**SHORT EXERCISE 1**
In the PySpark CSV excerpt below, can you give the stretch from "Below is the" through "spark = SparkSession.builder.appName('test').getOrCreate()" again, swapping "delimiter" for "sep"?

# # # # # # #

The solution to the issue is not so elegant and I guess it can be improved. What worked for me was a two-step process, the first step was reading the file as text using pyspark spark.read.text()
method. The the second step involved manipulating the Json object by replacing any double quotes inside the object with single quotes, wrap whole object in double quotes and then write the contents to a new csv file which I then read using the spark.read.format('com.databricks.spark.csv').options(**read_options).load('new.csv')
method.
Below is the code snippet for the program
from pyspark.sql import SparkSession
read_options = {
'header': 'true',
'escape': '"',
'delimiter': ",",
'inferSchema': 'false',
}
spark = SparkSession.builder.appName('test').getOrCreate()
sc = spark.sparkContext
lines = sc.textFile("test.csv").collect()

# # # # # # #

**SHORT EXERCISE 2**
Can you turn the records below, from their start through the line that contains "413 239 L 410", into a two-column CSV headed ask and response, with one row for each ask and its response? Put each field in quotes, replace line breaks with spaces, and leave the pictures out.

# # # # # # #

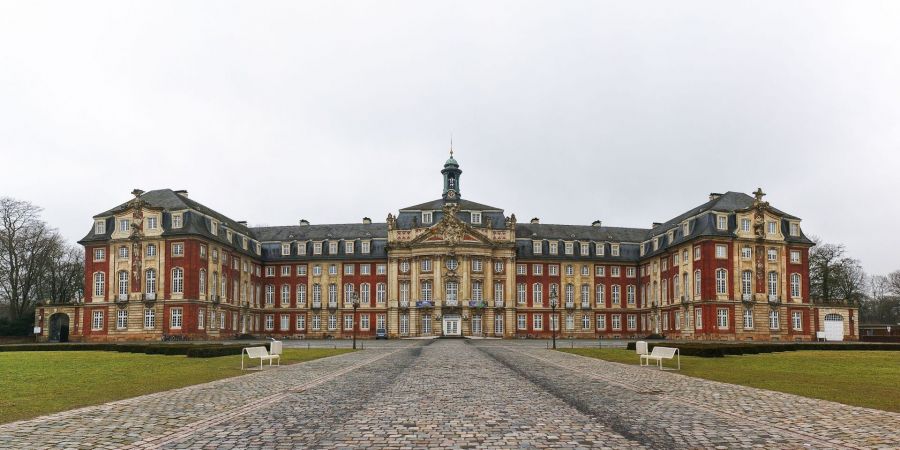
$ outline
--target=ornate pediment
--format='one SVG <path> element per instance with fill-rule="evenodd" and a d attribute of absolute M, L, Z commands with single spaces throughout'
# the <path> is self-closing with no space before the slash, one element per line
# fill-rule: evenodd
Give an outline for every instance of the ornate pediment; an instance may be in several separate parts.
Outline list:
<path fill-rule="evenodd" d="M 413 239 L 410 242 L 411 245 L 435 244 L 455 247 L 457 245 L 465 244 L 491 244 L 491 240 L 484 234 L 471 225 L 459 220 L 456 216 L 459 205 L 456 203 L 447 203 L 444 205 L 443 210 L 444 215 L 443 218 L 441 218 L 441 221 L 434 224 L 425 233 L 422 233 L 420 236 Z"/>

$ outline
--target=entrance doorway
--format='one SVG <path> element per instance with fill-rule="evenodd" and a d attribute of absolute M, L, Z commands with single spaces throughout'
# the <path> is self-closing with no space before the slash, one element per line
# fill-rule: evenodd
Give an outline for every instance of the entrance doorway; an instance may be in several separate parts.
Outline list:
<path fill-rule="evenodd" d="M 50 316 L 50 340 L 53 342 L 69 342 L 69 316 L 56 313 Z"/>
<path fill-rule="evenodd" d="M 462 335 L 462 319 L 457 314 L 448 314 L 444 316 L 444 336 L 461 336 Z"/>

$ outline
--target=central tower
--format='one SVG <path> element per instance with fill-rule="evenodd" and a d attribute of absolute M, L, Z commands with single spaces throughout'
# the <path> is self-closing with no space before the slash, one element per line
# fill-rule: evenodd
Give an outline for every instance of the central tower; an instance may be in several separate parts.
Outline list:
<path fill-rule="evenodd" d="M 457 202 L 460 197 L 459 177 L 462 175 L 462 170 L 459 169 L 459 163 L 453 159 L 453 149 L 450 149 L 450 159 L 444 163 L 444 170 L 441 170 L 441 173 L 444 175 L 444 193 L 442 195 L 444 201 Z"/>

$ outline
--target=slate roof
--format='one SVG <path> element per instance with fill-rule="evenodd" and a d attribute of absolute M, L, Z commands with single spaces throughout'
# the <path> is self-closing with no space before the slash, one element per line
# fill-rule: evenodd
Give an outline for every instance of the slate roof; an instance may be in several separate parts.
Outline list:
<path fill-rule="evenodd" d="M 496 208 L 493 206 L 482 205 L 481 203 L 476 203 L 471 200 L 460 199 L 456 203 L 459 205 L 460 211 L 463 211 L 463 210 L 503 211 L 503 208 Z M 430 202 L 420 203 L 418 205 L 401 208 L 400 211 L 439 210 L 443 207 L 444 207 L 444 199 L 439 198 L 437 200 L 432 200 Z"/>

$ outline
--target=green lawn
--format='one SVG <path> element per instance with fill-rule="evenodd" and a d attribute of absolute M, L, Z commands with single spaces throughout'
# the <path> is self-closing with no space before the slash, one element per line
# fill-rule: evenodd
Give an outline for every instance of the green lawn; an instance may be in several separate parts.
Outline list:
<path fill-rule="evenodd" d="M 349 351 L 352 350 L 285 349 L 281 364 Z M 0 352 L 0 423 L 237 375 L 241 375 L 240 356 Z"/>
<path fill-rule="evenodd" d="M 576 348 L 562 351 L 638 364 L 638 356 L 633 350 Z M 671 366 L 668 362 L 665 365 Z M 724 358 L 682 356 L 679 373 L 900 412 L 900 352 L 897 351 L 803 350 Z"/>

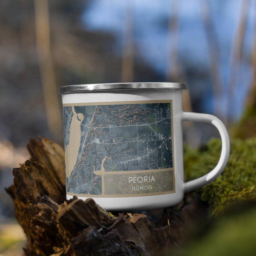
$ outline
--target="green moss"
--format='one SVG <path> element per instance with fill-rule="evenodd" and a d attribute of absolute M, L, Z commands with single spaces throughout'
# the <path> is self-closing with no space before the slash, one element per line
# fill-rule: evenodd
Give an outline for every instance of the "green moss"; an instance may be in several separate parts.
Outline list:
<path fill-rule="evenodd" d="M 221 143 L 213 139 L 196 150 L 184 148 L 186 181 L 205 174 L 217 164 Z M 200 189 L 202 200 L 209 204 L 209 214 L 219 216 L 235 203 L 256 199 L 256 138 L 231 143 L 227 166 L 215 181 Z"/>
<path fill-rule="evenodd" d="M 176 256 L 255 255 L 256 209 L 242 207 L 242 212 L 229 213 L 212 223 L 200 239 L 192 239 Z M 236 209 L 237 210 L 237 209 Z"/>

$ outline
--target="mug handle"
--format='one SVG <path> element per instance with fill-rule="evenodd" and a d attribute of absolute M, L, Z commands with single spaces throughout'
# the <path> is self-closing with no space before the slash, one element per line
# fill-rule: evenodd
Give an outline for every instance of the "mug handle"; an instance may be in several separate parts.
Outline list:
<path fill-rule="evenodd" d="M 224 124 L 215 116 L 193 112 L 183 112 L 181 114 L 181 119 L 182 121 L 203 122 L 211 124 L 218 129 L 221 139 L 221 152 L 217 165 L 203 176 L 184 182 L 184 191 L 187 192 L 209 184 L 221 173 L 229 160 L 230 140 L 229 133 Z"/>

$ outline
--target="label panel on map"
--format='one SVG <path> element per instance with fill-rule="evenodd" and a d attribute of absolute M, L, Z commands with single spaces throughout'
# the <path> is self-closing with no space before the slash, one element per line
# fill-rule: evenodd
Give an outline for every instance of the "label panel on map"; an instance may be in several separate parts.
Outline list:
<path fill-rule="evenodd" d="M 171 101 L 64 104 L 63 118 L 67 194 L 175 192 Z"/>

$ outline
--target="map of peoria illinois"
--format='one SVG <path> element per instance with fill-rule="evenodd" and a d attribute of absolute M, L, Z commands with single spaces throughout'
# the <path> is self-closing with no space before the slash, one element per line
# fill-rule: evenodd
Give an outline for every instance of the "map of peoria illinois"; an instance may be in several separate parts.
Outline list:
<path fill-rule="evenodd" d="M 64 105 L 67 193 L 174 189 L 172 103 L 153 102 Z"/>

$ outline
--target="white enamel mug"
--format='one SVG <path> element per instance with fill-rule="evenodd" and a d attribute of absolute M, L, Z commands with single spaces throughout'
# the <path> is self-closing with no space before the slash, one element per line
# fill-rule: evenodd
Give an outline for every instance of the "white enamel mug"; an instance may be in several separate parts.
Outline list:
<path fill-rule="evenodd" d="M 222 122 L 184 112 L 184 84 L 99 84 L 60 87 L 67 199 L 93 199 L 110 211 L 169 207 L 222 172 L 230 150 Z M 221 135 L 216 166 L 184 181 L 182 121 L 211 124 Z"/>

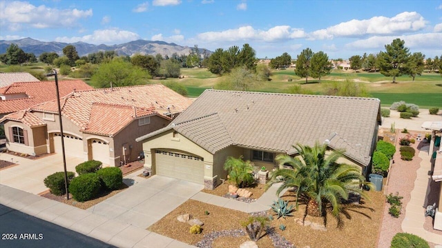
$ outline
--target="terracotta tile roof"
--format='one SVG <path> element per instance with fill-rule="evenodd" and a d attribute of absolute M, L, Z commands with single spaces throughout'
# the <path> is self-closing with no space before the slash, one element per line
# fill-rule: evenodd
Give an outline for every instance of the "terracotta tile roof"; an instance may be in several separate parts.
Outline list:
<path fill-rule="evenodd" d="M 161 84 L 75 91 L 61 101 L 64 116 L 85 132 L 102 135 L 113 135 L 121 130 L 128 124 L 129 116 L 158 114 L 169 118 L 169 112 L 180 113 L 191 103 L 189 99 Z M 35 105 L 31 110 L 58 111 L 55 100 Z M 119 111 L 124 113 L 121 118 L 124 121 L 115 122 Z"/>
<path fill-rule="evenodd" d="M 87 126 L 81 131 L 98 135 L 115 136 L 135 118 L 155 114 L 150 110 L 117 104 L 93 103 Z M 115 120 L 118 122 L 115 125 Z"/>
<path fill-rule="evenodd" d="M 19 121 L 30 127 L 46 125 L 46 123 L 36 116 L 34 114 L 26 110 L 19 111 L 8 114 L 2 118 L 0 118 L 0 123 L 6 120 Z"/>
<path fill-rule="evenodd" d="M 35 82 L 38 79 L 28 72 L 0 73 L 0 87 L 9 86 L 14 83 Z"/>
<path fill-rule="evenodd" d="M 379 107 L 375 99 L 207 90 L 167 128 L 213 154 L 229 145 L 293 154 L 296 143 L 314 145 L 329 139 L 331 147 L 345 149 L 347 156 L 367 165 Z M 203 118 L 213 113 L 216 123 L 215 117 L 211 122 Z M 220 139 L 222 128 L 227 134 Z M 200 133 L 206 136 L 204 143 L 198 140 Z"/>
<path fill-rule="evenodd" d="M 60 96 L 64 96 L 74 90 L 91 90 L 81 80 L 59 81 Z M 28 98 L 0 101 L 0 114 L 11 113 L 26 110 L 37 104 L 57 99 L 55 81 L 15 83 L 0 88 L 0 94 L 8 95 L 25 93 Z"/>

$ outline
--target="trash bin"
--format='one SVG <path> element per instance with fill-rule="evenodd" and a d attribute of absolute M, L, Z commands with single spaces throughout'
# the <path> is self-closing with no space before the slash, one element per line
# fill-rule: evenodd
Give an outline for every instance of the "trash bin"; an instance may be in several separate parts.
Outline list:
<path fill-rule="evenodd" d="M 376 191 L 382 190 L 382 180 L 383 178 L 383 176 L 375 174 L 371 174 L 369 175 L 369 180 L 374 185 Z"/>

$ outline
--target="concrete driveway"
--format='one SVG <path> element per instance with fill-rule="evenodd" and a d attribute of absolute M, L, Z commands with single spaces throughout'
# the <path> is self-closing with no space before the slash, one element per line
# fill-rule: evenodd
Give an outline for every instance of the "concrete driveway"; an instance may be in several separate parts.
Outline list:
<path fill-rule="evenodd" d="M 17 164 L 0 170 L 0 183 L 35 194 L 48 189 L 43 182 L 46 176 L 64 171 L 63 158 L 59 154 L 31 160 L 0 153 L 0 159 Z M 75 172 L 75 166 L 82 162 L 81 158 L 66 156 L 67 170 Z"/>
<path fill-rule="evenodd" d="M 133 186 L 88 211 L 146 229 L 204 188 L 202 185 L 161 176 L 137 178 L 133 178 Z"/>

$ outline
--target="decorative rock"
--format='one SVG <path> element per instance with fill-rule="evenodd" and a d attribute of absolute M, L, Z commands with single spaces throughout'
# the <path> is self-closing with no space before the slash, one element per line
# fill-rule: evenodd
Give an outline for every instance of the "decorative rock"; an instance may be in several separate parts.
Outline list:
<path fill-rule="evenodd" d="M 320 230 L 323 231 L 327 231 L 327 227 L 324 225 L 315 223 L 311 223 L 311 225 L 310 225 L 310 227 L 314 230 Z"/>
<path fill-rule="evenodd" d="M 177 217 L 177 220 L 178 220 L 178 221 L 182 222 L 182 223 L 186 223 L 190 219 L 191 219 L 191 215 L 189 214 L 182 214 L 182 215 L 178 216 L 178 217 Z"/>
<path fill-rule="evenodd" d="M 229 185 L 229 193 L 230 194 L 236 193 L 237 190 L 238 190 L 238 187 L 232 185 Z"/>
<path fill-rule="evenodd" d="M 246 241 L 240 245 L 240 248 L 258 248 L 258 245 L 253 241 Z"/>
<path fill-rule="evenodd" d="M 198 225 L 200 226 L 202 226 L 203 225 L 204 225 L 204 223 L 202 221 L 198 219 L 191 219 L 187 222 L 187 224 L 190 225 L 191 227 L 195 225 Z"/>

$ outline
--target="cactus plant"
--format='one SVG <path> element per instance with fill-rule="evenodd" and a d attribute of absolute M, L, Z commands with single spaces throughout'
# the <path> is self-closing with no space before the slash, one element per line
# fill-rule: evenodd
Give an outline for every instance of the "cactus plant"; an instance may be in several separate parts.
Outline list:
<path fill-rule="evenodd" d="M 278 202 L 273 200 L 273 204 L 271 207 L 271 209 L 278 214 L 278 218 L 293 216 L 291 212 L 294 211 L 294 205 L 289 206 L 289 201 L 284 201 L 280 198 L 278 198 Z"/>

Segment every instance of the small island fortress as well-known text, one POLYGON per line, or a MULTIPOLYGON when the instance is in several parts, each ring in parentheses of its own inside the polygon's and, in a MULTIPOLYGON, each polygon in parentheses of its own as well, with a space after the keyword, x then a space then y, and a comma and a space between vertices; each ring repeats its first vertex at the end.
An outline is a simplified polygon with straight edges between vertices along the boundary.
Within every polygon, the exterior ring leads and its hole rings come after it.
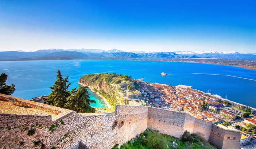
POLYGON ((218 148, 239 148, 241 134, 237 131, 182 112, 118 105, 126 104, 127 100, 140 93, 134 89, 136 84, 131 77, 115 76, 88 75, 78 82, 101 92, 108 98, 108 102, 112 99, 109 103, 115 110, 114 113, 78 113, 0 94, 3 107, 0 109, 0 148, 110 149, 116 144, 131 140, 148 128, 178 138, 187 131, 218 148))
POLYGON ((161 73, 161 75, 163 76, 171 75, 170 74, 166 74, 165 73, 163 72, 161 73))

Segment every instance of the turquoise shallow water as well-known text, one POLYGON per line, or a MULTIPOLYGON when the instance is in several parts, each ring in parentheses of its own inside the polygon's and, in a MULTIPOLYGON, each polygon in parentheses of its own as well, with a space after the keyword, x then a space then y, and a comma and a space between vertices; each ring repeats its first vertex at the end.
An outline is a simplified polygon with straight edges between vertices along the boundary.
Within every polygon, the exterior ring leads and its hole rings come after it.
MULTIPOLYGON (((131 61, 0 62, 0 73, 7 74, 7 83, 15 85, 16 91, 13 95, 28 99, 50 93, 49 87, 56 79, 57 69, 64 76, 69 76, 69 80, 72 82, 70 89, 78 87, 78 79, 86 74, 115 72, 136 79, 145 78, 146 81, 193 86, 194 88, 205 92, 211 90, 212 94, 223 97, 226 95, 230 100, 256 108, 256 81, 253 80, 256 80, 256 71, 243 68, 203 63, 131 61), (162 76, 160 74, 162 72, 172 75, 162 76)), ((94 93, 91 94, 90 97, 99 100, 94 93)), ((99 100, 94 106, 100 107, 103 104, 99 100)))

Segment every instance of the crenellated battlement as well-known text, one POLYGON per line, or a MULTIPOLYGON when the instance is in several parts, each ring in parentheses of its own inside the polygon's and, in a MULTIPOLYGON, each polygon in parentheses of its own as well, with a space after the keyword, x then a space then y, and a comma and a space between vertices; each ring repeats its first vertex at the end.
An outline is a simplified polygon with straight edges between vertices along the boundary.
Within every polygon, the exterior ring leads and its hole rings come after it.
POLYGON ((239 132, 183 112, 118 105, 115 113, 77 113, 1 94, 0 105, 0 148, 109 149, 147 128, 178 137, 187 130, 219 148, 239 148, 239 132), (7 100, 9 97, 16 102, 7 100), (40 143, 36 146, 37 141, 40 143))

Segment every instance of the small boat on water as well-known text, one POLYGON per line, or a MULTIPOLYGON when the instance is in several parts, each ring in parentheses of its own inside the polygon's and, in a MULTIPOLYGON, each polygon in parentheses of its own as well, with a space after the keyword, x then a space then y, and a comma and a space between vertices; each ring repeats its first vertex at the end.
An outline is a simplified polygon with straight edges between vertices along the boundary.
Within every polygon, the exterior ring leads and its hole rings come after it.
POLYGON ((166 74, 165 73, 163 72, 161 73, 161 75, 163 76, 168 76, 168 75, 171 75, 170 74, 166 74))

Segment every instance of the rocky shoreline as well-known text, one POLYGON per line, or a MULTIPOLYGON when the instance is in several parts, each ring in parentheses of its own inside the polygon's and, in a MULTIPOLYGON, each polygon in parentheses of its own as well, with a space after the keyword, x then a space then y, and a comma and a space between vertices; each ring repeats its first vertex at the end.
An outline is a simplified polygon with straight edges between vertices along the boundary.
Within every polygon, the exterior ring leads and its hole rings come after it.
MULTIPOLYGON (((80 84, 82 85, 82 84, 80 84)), ((88 88, 89 88, 89 90, 90 90, 90 91, 92 92, 93 92, 94 93, 95 93, 97 95, 97 96, 99 96, 103 100, 103 102, 104 102, 104 103, 105 104, 105 105, 106 107, 107 108, 110 109, 111 108, 111 106, 110 105, 110 104, 109 104, 109 103, 108 102, 108 101, 107 101, 106 99, 105 98, 104 98, 103 96, 101 96, 100 94, 99 94, 98 92, 96 92, 93 90, 93 88, 91 86, 86 86, 88 87, 88 88)))

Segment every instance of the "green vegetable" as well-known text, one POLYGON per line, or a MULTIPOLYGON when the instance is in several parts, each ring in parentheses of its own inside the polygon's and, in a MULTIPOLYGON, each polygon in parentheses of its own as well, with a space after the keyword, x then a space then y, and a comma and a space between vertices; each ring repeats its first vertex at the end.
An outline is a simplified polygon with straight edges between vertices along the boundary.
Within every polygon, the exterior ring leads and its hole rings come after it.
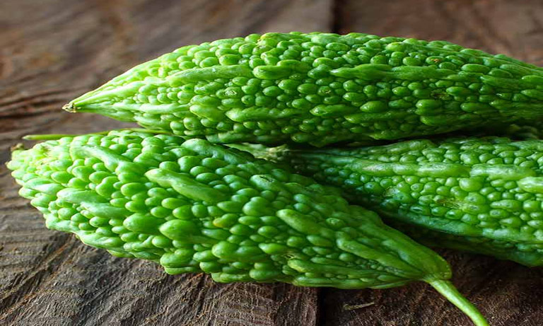
POLYGON ((543 139, 543 122, 521 120, 515 124, 488 125, 474 129, 469 134, 504 136, 515 140, 543 139))
MULTIPOLYGON (((241 148, 242 146, 238 146, 241 148)), ((543 265, 543 141, 413 140, 354 149, 249 149, 341 187, 429 245, 543 265)))
POLYGON ((543 69, 444 41, 313 33, 189 45, 65 105, 214 143, 373 142, 543 116, 543 69))
POLYGON ((8 166, 48 228, 116 256, 219 282, 384 289, 420 280, 488 325, 437 254, 335 188, 234 149, 114 131, 16 150, 8 166))

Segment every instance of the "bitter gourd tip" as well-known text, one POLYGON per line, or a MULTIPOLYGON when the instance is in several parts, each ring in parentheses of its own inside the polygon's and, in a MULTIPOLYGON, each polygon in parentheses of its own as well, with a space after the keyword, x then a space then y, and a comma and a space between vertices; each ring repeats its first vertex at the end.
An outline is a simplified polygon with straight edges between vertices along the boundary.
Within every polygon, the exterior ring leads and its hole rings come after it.
POLYGON ((445 297, 451 303, 464 312, 476 326, 489 326, 489 322, 480 311, 464 297, 452 284, 443 279, 426 281, 438 292, 445 297))
POLYGON ((62 106, 62 110, 65 110, 70 113, 74 113, 76 112, 76 106, 74 105, 74 103, 70 102, 69 103, 64 105, 62 106))

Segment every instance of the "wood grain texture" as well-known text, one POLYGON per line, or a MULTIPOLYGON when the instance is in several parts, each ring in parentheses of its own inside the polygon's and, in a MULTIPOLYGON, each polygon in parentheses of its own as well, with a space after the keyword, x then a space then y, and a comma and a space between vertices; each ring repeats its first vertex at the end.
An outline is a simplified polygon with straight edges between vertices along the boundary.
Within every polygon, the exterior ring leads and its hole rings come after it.
MULTIPOLYGON (((4 0, 0 163, 21 136, 129 126, 60 107, 175 47, 266 31, 446 39, 543 64, 539 0, 4 0)), ((429 286, 388 290, 218 284, 168 276, 45 228, 0 166, 0 325, 464 325, 429 286), (361 308, 357 308, 360 306, 361 308)), ((539 325, 543 270, 441 251, 493 325, 539 325)))

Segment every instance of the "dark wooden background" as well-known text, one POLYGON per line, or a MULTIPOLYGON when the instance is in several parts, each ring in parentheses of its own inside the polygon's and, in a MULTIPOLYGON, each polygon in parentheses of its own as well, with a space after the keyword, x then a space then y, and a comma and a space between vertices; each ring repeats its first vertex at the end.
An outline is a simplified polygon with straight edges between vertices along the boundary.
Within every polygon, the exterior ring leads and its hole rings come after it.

# # # # # # #

**TASK OUTPUT 1**
Below is the code snippet for the program
from pyspark.sql import SparkSession
read_options = {
'header': 'true',
'escape': '"',
'sep': ",",
'inferSchema': 'false',
}
spark = SparkSession.builder.appName('test').getOrCreate()

**TASK OUTPUT 2**
ask,response
"$ outline --target=ornate pediment --format='one SVG <path> element per instance with fill-rule=""evenodd"" and a d attribute of absolute M, L, Z commands with single spaces throughout' # the <path> is self-closing with no space before the slash, one element per line # fill-rule: evenodd Give an outline for every instance of the ornate pediment; an instance may be in several separate parts. Outline list:","<path fill-rule=""evenodd"" d=""M 413 239 L 410 242 L 411 245 L 435 244 L 455 247 L 457 245 L 465 244 L 491 244 L 491 240 L 484 234 L 471 225 L 459 220 L 456 216 L 459 205 L 456 203 L 447 203 L 444 205 L 443 210 L 444 215 L 443 218 L 441 218 L 441 221 L 434 224 L 425 233 L 422 233 L 420 236 Z""/>"